I wasn’t expecting to like How Buildings Learn nearly as much as I did. I learned about it from the XP book‘s bibliography, and certainly you wouldn’t have to look very far in the book to find inspiration for your programming. But I was surprised at how interested I was in the actual topic of the book. (Not too strange in restrospect – being a homeowner does change one’s views on such matters.)
Lots of groups of pictures of one house over the years: additions to the house, changes in the styling of the house, the occasional removal of a previous addition. We don’t have have any plans to add onto our house: we don’t have any plans even to remodel, though I can conceive of how we could, say, improve the kitchen. But looking around the house with addition eyes, I can imagine how we could this house could grow over time: enlarge the den by going out into the back yard, then add a similar addition to the guest room above it, then move out the kitchen next to it, and so forth. Though, to be sure, we couldn’t actually do that: we live in a townhouse complex, and there are rules against that sort of thing.
Even if there weren’t rules, we probably wouldn’t want to expand – there’s only so much space in our backyard, after all, and neighboring buildings are uncomfortably close. But a lot of standalone buildings these days are in developments with CCR’s of their own; I can’t see how that’s a good thing. I wouldn’t necessarily support giving up all housing-related rules, or even all non-safety-related rules, but enforcing a sterile uniformity for the putative reason of improving your neighbors’ property values seems pretty crazy to me. Much better to adapt your house to changing events, instead of being forced to change houses entirely.
There were also good thoughts on the idea that there shouldn’t be this sudden changeover when a building is finished: you only know how it will actually work when people are living in there, so the conversation with the architect/builder/whatever should continue at that point instead of end there. Some random tidbits from the book: drawings from a book on Malaysian house-building, showing various traditional expansion sequences for Malaysian dwellings. Discussion of some Japanese building firms that take responsibility for all of the design and construction, engaging with the resident throughout the whole process, continuing that engagement after the resident moves in. It’s hard to say what the future will bring, and I don’t particularly foresee ever having a house custom-built for us, but if we were to do so, that sounds like a good way to go.
And discussions of older architecture versus newer architecture. In lots of areas, I tend to reflexively support the new against the defenders of the old, but reading this book and Christopher Alexander have rather turned me the other way when it comes to architecture. A lot of screwed up ideas on that score in the last century. (Hmm, maybe my opinions shouldn’t surprise me so much: I’d already been convinced of that when it comes to urban planning.)
Among other things, modern houses apparently aren’t built to last so long. And one symptom of the lack of an ongoing conversation between builders and dwellers is the general lack of ongoing maintenance. Certainly I wish that I knew somebody whom I trusted whom I could talk to about the state of our house, what should be done about it in what order, and who could help arrange for stuff to get done. We’re managing to chip away at this somewhat (and actually the HOA / management company can be very helpful in this regard, for stuff that’s their responsibility to pay for / arrange), but not as quickly as I’d like, and there are definitely some areas where I could use some good, informed, unbiased advice. (E.g. about our floor.)
Of course, part of the issue there is scheduling – it’s the whole “important but not urgent” problem, made worse by the fact that I don’t in fact really know how important and/or urgent it is.

REQUIRED ACTION A:
Answer these questions from the post on How Buildings Learn:
(i) Where did the writer first learn of the book?
(ii) What kind of housing does the writer live in that rules out expanding the house?
(iii) What do the Japanese building firms discussed in the book take responsibility for?
REQUIRED ACTION B:
Copy the post on How Buildings Learn word for word, from "Lots of groups" to "sort of thing.".
The records aren't needed for any of this.

ENTRIES SHOWN:

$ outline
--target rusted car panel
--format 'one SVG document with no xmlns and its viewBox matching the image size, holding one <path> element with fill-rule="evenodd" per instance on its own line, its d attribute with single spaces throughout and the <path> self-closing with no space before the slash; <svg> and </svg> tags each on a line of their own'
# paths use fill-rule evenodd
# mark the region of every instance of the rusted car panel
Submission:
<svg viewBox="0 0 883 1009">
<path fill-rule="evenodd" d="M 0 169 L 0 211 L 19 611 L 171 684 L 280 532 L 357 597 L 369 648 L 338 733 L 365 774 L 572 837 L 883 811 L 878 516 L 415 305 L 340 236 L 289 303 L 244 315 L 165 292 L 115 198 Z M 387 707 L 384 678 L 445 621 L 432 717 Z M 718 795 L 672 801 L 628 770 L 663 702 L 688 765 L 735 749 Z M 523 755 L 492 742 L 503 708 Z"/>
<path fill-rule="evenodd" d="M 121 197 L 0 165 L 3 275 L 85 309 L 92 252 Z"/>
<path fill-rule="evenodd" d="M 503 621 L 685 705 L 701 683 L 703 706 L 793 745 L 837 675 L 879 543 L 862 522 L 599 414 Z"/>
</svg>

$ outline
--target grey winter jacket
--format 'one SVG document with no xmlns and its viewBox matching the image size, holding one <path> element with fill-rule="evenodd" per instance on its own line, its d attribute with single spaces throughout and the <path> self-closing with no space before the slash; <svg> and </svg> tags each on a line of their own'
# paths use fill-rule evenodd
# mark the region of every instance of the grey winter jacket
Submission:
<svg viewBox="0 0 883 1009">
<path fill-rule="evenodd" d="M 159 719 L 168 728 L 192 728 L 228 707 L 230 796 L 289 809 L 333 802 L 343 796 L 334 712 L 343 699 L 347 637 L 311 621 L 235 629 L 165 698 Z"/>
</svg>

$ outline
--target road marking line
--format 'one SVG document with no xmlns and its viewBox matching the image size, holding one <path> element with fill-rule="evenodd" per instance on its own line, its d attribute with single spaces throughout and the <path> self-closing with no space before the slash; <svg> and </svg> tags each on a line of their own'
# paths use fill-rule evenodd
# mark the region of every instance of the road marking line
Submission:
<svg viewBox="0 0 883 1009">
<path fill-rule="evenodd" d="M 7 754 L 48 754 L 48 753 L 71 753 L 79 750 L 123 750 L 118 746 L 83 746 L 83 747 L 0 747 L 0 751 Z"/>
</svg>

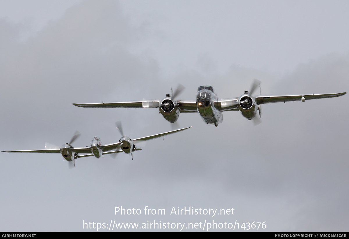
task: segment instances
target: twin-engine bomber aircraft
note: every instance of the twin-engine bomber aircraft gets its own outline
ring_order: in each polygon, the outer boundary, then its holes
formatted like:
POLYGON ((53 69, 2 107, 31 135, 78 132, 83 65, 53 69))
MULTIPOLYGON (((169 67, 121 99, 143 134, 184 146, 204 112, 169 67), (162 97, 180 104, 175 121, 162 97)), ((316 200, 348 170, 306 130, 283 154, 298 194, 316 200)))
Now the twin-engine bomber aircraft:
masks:
POLYGON ((212 86, 204 85, 198 88, 196 101, 174 99, 184 88, 183 86, 179 85, 173 95, 171 89, 171 94, 166 94, 166 97, 161 100, 144 100, 143 99, 138 101, 73 104, 79 107, 92 108, 159 108, 159 113, 171 123, 176 121, 180 113, 197 112, 204 122, 217 126, 223 120, 222 112, 224 111, 239 111, 244 117, 249 120, 254 119, 255 124, 257 124, 259 122, 259 119, 255 117, 257 110, 259 112, 259 117, 262 117, 261 105, 262 104, 295 100, 302 100, 304 102, 306 99, 337 97, 347 93, 262 95, 260 82, 255 79, 250 91, 245 91, 238 97, 218 99, 212 86), (259 94, 253 96, 252 94, 257 86, 259 88, 259 94))
MULTIPOLYGON (((80 135, 80 133, 77 132, 72 138, 69 143, 67 143, 64 145, 59 149, 50 149, 48 148, 50 147, 50 145, 46 143, 45 144, 45 148, 46 148, 45 149, 18 150, 2 152, 17 153, 60 153, 62 156, 63 156, 64 159, 66 160, 70 163, 69 166, 72 168, 73 164, 74 167, 75 168, 75 160, 78 157, 82 158, 84 157, 94 156, 96 157, 99 159, 105 154, 115 154, 124 152, 125 154, 131 153, 132 160, 133 160, 133 156, 132 154, 132 152, 133 151, 141 150, 142 149, 137 148, 136 146, 136 143, 185 130, 191 128, 191 127, 133 139, 131 139, 127 136, 124 136, 120 139, 118 142, 114 143, 105 144, 104 145, 101 143, 100 140, 98 137, 95 137, 91 141, 89 147, 74 148, 71 145, 80 135)), ((119 129, 121 135, 124 135, 121 124, 118 124, 118 123, 117 123, 117 127, 119 129)), ((56 147, 56 148, 57 147, 56 147)))

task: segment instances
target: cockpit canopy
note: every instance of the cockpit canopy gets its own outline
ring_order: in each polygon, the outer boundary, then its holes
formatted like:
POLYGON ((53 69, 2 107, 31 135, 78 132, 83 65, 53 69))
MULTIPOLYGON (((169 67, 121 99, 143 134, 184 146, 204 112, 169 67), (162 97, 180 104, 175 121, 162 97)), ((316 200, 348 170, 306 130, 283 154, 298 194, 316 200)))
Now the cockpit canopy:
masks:
POLYGON ((215 92, 215 91, 213 90, 213 87, 212 86, 210 86, 209 85, 202 85, 200 86, 198 88, 198 91, 199 91, 202 90, 208 90, 209 91, 212 91, 213 93, 215 92))

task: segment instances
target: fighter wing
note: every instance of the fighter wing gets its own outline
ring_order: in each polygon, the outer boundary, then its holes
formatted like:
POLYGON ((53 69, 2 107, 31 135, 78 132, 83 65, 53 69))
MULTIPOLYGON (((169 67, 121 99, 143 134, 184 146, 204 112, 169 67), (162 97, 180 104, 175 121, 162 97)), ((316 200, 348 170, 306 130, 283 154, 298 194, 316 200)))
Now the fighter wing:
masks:
POLYGON ((123 101, 110 103, 95 103, 93 104, 73 104, 79 107, 89 108, 158 108, 159 100, 136 100, 123 101))
POLYGON ((156 138, 158 138, 161 136, 164 136, 165 135, 167 135, 168 134, 173 134, 174 133, 176 133, 177 132, 179 132, 179 131, 181 131, 183 130, 185 130, 187 129, 188 129, 190 128, 191 128, 191 126, 190 127, 188 127, 188 128, 184 128, 183 129, 176 129, 176 130, 173 130, 172 131, 169 131, 168 132, 166 132, 166 133, 163 133, 161 134, 154 134, 153 135, 150 135, 150 136, 147 136, 147 137, 143 137, 141 138, 138 138, 137 139, 134 139, 133 140, 134 143, 135 143, 135 141, 138 141, 139 142, 140 141, 144 141, 145 140, 149 140, 153 139, 155 139, 156 138))
POLYGON ((120 143, 120 142, 117 142, 117 143, 109 143, 104 145, 103 146, 103 152, 109 151, 110 150, 115 149, 121 146, 121 144, 122 144, 121 143, 120 143))
MULTIPOLYGON (((91 153, 91 148, 85 147, 84 148, 74 148, 74 152, 78 154, 90 154, 91 153)), ((80 155, 79 155, 80 157, 80 155)))
POLYGON ((347 93, 346 92, 337 94, 297 94, 285 96, 261 95, 255 97, 256 101, 258 105, 267 103, 274 103, 275 102, 283 102, 287 101, 295 101, 300 100, 302 97, 304 97, 306 100, 312 100, 314 99, 321 98, 331 98, 338 97, 343 96, 347 93))
POLYGON ((35 149, 34 150, 14 150, 12 151, 1 151, 1 152, 10 152, 13 153, 59 153, 60 149, 35 149))

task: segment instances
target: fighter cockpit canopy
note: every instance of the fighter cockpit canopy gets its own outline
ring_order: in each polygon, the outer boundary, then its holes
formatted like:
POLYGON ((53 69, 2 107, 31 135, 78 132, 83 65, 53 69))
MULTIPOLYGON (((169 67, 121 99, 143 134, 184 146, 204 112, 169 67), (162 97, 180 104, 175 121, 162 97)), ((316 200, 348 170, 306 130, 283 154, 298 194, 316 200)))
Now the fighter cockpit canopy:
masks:
POLYGON ((213 90, 213 87, 212 86, 210 86, 209 85, 202 85, 200 86, 198 88, 198 91, 201 91, 202 90, 208 90, 209 91, 211 91, 213 93, 215 92, 215 91, 213 90))

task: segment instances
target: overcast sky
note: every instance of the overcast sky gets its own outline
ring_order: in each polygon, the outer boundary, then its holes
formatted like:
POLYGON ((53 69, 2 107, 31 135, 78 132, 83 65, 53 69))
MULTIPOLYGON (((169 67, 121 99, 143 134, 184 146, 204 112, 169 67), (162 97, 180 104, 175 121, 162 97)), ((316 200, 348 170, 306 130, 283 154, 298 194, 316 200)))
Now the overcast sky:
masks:
MULTIPOLYGON (((119 120, 131 138, 171 130, 157 109, 71 104, 161 99, 179 83, 190 100, 204 84, 238 97, 254 78, 262 94, 347 92, 348 10, 345 1, 2 1, 0 149, 59 147, 76 130, 75 147, 95 136, 114 142, 119 120)), ((59 154, 1 153, 0 231, 213 220, 347 232, 348 99, 263 105, 255 127, 238 112, 217 127, 182 114, 179 126, 192 128, 147 142, 133 161, 88 157, 69 169, 59 154), (115 215, 121 206, 142 213, 115 215), (146 206, 166 215, 144 215, 146 206), (173 207, 235 214, 170 215, 173 207)))

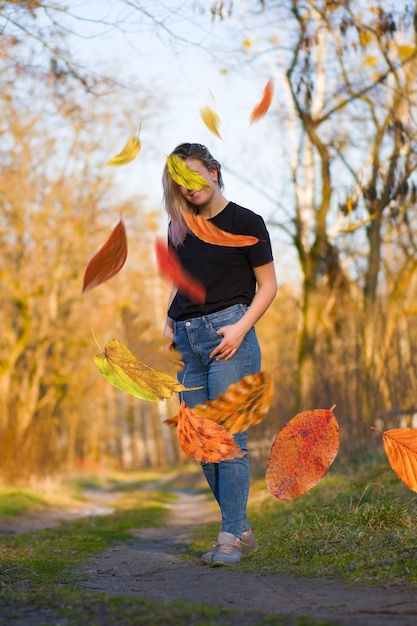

TASK RESPONSE A:
(i) From the XP book's bibliography.
(ii) A townhouse complex, which has rules against that sort of thing.
(iii) All of the design and construction.

TASK RESPONSE B:
Lots of groups of pictures of one house over the years: additions to the house, changes in the styling of the house, the occasional removal of a previous addition. We don’t have have any plans to add onto our house: we don’t have any plans even to remodel, though I can conceive of how we could, say, improve the kitchen. But looking around the house with addition eyes, I can imagine how we could this house could grow over time: enlarge the den by going out into the back yard, then add a similar addition to the guest room above it, then move out the kitchen next to it, and so forth. Though, to be sure, we couldn’t actually do that: we live in a townhouse complex, and there are rules against that sort of thing.